» **AIM OF THE EXERCISE**:
Produce a word-for-word copy of the data that follows, excluding images.

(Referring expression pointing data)
BEGIN

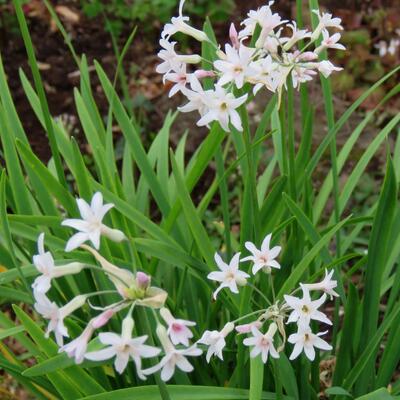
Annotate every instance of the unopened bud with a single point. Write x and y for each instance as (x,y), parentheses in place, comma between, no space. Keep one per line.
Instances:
(142,280)
(233,35)
(102,319)
(202,73)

END

» **SOLUTION**:
Annotate every instance of the unopened bud with a single point. Write x and y for each instance as (x,y), parentheses in place, comma between, no space. Keep one per line.
Instances:
(142,280)
(233,35)
(102,319)
(202,73)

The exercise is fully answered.